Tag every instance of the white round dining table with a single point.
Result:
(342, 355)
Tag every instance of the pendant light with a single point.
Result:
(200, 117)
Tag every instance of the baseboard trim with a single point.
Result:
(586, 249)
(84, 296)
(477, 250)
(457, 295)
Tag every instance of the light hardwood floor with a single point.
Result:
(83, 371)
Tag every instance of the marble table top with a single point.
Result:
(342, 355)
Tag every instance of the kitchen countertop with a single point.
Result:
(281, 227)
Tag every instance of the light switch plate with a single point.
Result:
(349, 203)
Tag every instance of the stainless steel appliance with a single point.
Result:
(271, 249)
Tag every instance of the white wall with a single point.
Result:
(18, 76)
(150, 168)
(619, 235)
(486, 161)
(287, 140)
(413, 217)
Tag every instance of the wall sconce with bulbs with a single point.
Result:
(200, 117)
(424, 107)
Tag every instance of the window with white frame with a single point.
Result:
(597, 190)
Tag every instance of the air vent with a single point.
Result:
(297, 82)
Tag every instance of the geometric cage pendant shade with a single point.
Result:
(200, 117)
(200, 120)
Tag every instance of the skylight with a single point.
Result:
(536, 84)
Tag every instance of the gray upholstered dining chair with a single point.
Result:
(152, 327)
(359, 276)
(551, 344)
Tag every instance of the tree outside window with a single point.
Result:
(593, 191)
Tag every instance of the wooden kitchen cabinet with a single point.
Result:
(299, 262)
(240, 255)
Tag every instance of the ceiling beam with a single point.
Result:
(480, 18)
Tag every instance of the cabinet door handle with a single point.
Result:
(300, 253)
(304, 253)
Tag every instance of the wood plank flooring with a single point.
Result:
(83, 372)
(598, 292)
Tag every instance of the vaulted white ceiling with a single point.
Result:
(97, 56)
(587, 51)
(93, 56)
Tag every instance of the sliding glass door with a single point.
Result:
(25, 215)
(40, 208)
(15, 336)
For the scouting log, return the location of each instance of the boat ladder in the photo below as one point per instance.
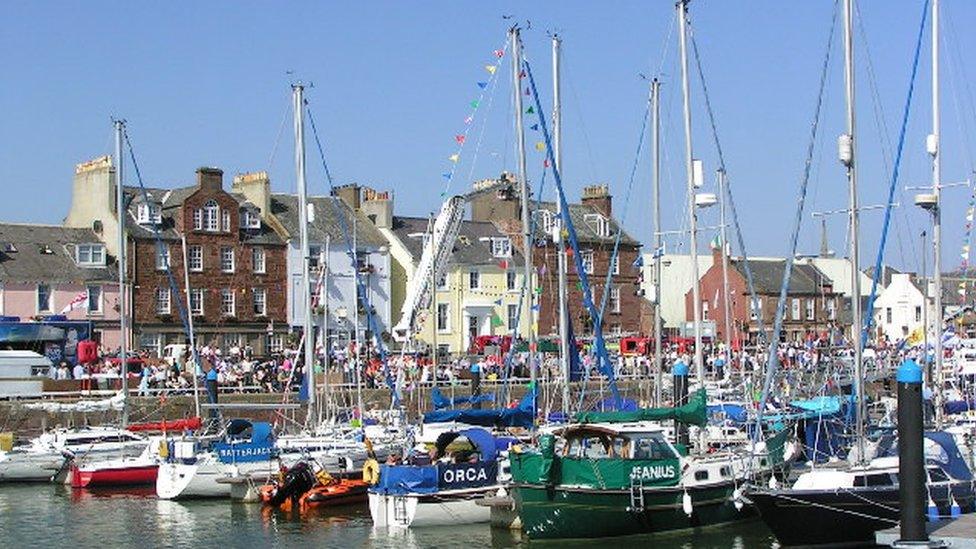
(636, 494)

^^^^^^^^

Reproduce the records above exactly, leaving out every picture they contain.

Tag every instance of the white round dining table with a single point.
Result:
(342, 355)
Tag every instance of the pendant light with a single point.
Result:
(200, 117)
Tag every instance of the baseboard trim with a single point.
Result:
(586, 249)
(84, 296)
(477, 250)
(457, 295)
Tag every instance of the light hardwood floor with a single point.
Result:
(83, 371)
Tag every instance of the marble table top with a single point.
Result:
(342, 355)
Tag every instance of the kitchen countertop with a single point.
Result:
(281, 227)
Tag every instance of the light switch plate with a single point.
Result:
(349, 203)
Tag every instance of the stainless steel appliance with a single point.
Result:
(271, 249)
Tag every instance of the white wall with a single point.
Result:
(18, 76)
(150, 168)
(619, 235)
(486, 161)
(287, 140)
(413, 217)
Tag every instance of the wall sconce with bulbs with a single point.
Result:
(200, 117)
(424, 107)
Tag every instance of the window with white frame with a single point.
Result:
(597, 190)
Tag every instance of the air vent with a single point.
Result:
(297, 82)
Tag every instance of the geometric cage pendant shade with a single point.
Result:
(200, 117)
(200, 120)
Tag every instance of the skylight with a single point.
Result:
(536, 84)
Tag every instance of the gray upholstered dining chair with a single point.
Result:
(152, 327)
(359, 276)
(551, 344)
Tag every instance of the tree outside window with a single point.
Result:
(593, 191)
Tag every instance of the wooden kitchen cabinet with a single point.
Result:
(299, 262)
(240, 255)
Tag every instance of the ceiling beam with a single point.
Result:
(480, 18)
Tag every instance of the cabinet door handle with a single point.
Result:
(300, 253)
(304, 253)
Tag every instance of the wood plank flooring with a single point.
Result:
(83, 372)
(598, 292)
Tag every instance of the vaulted white ceiling with a single point.
Result:
(97, 56)
(587, 51)
(93, 56)
Tag every instance of the sliding glass door with a single point.
Result:
(25, 215)
(40, 208)
(15, 336)
For the scouting log, return the location of each instance of the boat ladder in the photo below as one point per instance.
(636, 494)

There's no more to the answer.